(Source extract)

The legal battle that has erupted between Brookfield Asset Management and other Kerzner International creditors puts the true ownership of the Atlantis Resort and One&Only Ocean Club in question, said Democratic National Alliance (DNA) Leader Branville McCartney. McCartney said while the government remains quiet on the matter, the latest development in Kerzner's debt crisis puts thousands of direct and indirect jobs at risk.
"The prime minister went to Parliament rather prematurely to say those jobs are secure," said McCartney, referring to statements Prime Minister Hubert Ingraham made in the House of Assembly last November. As he briefed Parliament on the ownership transfer between Kerzner and Brookfield last year, Ingraham said he had been assured that the nearly 8,000 jobs on Paradise Island were safe. "I hope and pray those jobs are secure," said the Bamboo Town MP in an interview with The Nassau Guardian yesterday. "I have no doubt that persons are worried, especially the workers, but of course there are a number of other businesses that depend on Atlantis.

(End Source extract)
(Data)

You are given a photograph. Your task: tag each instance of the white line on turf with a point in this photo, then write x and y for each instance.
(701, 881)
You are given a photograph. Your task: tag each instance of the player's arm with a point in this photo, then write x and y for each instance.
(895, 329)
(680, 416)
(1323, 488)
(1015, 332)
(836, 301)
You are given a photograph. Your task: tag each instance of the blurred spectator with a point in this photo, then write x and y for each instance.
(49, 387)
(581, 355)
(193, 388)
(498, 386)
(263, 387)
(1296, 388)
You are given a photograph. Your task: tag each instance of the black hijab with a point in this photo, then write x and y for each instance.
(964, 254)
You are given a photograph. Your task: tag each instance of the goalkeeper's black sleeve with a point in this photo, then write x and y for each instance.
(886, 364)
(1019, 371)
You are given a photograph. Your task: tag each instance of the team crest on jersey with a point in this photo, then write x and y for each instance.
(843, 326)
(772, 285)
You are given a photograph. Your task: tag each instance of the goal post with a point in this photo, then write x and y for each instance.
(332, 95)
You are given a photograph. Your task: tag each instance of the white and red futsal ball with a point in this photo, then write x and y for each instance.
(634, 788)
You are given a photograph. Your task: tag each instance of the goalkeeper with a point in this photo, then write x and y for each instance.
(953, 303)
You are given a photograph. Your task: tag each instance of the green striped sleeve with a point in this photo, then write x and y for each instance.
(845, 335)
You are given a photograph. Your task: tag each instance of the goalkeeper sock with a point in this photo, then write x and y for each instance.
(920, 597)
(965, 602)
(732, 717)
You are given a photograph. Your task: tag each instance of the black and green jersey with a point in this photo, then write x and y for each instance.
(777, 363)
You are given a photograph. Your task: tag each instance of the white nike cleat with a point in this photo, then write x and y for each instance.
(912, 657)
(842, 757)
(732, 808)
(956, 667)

(End Data)

Exercise instructions: Reproduce the Atlantis ownership article above in full, word for word.

Answer space:
The legal battle that has erupted between Brookfield Asset Management and other Kerzner International creditors puts the true ownership of the Atlantis Resort and One&Only Ocean Club in question, said Democratic National Alliance (DNA) Leader Branville McCartney. McCartney said while the government remains quiet on the matter, the latest development in Kerzner's debt crisis puts thousands of direct and indirect jobs at risk.
"The prime minister went to Parliament rather prematurely to say those jobs are secure," said McCartney, referring to statements Prime Minister Hubert Ingraham made in the House of Assembly last November. As he briefed Parliament on the ownership transfer between Kerzner and Brookfield last year, Ingraham said he had been assured that the nearly 8,000 jobs on Paradise Island were safe. "I hope and pray those jobs are secure," said the Bamboo Town MP in an interview with The Nassau Guardian yesterday. "I have no doubt that persons are worried, especially the workers, but of course there are a number of other businesses that depend on Atlantis.